→ **Goal**: Turn the entries below into a numbered list, beginning with the line that contains "In the above interface, the rabbit" and ending with the line that contains "[342,447,365,470]", with both of those lines included. Skip any blank lines, and leave out all other entries.

----- Working data

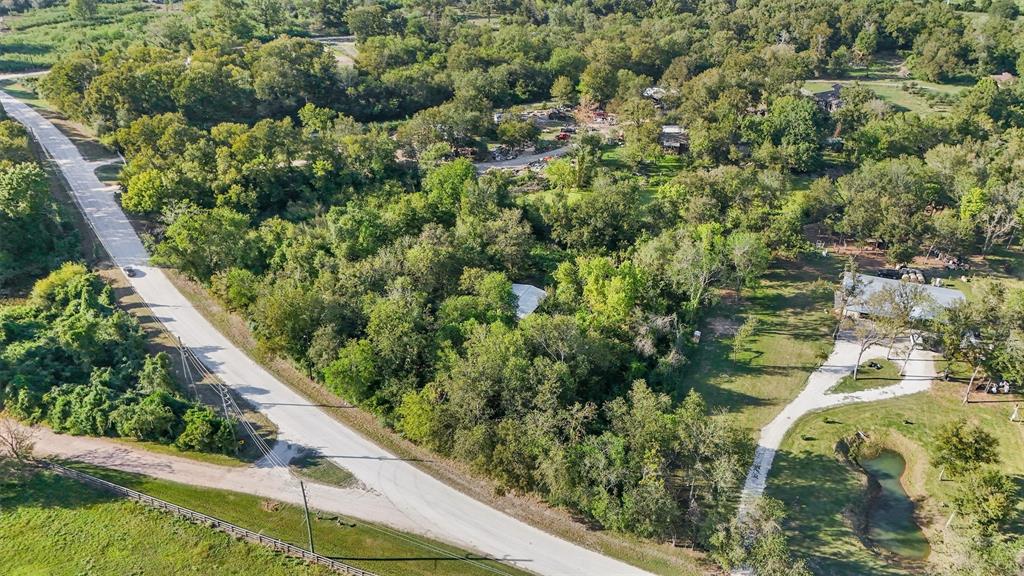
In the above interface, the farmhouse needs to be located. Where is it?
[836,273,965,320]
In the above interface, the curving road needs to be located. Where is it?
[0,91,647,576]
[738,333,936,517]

----------
----- Working data

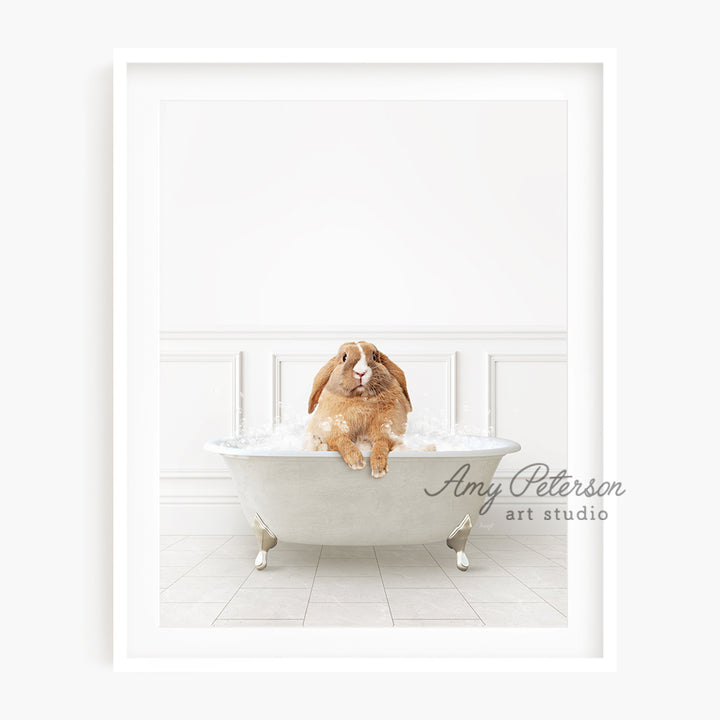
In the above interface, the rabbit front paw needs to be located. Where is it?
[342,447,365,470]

----------

→ **Result for this exercise**:
1. In the above interface, the rabbit front paw needs to be located. Where is it?
2. [342,447,365,470]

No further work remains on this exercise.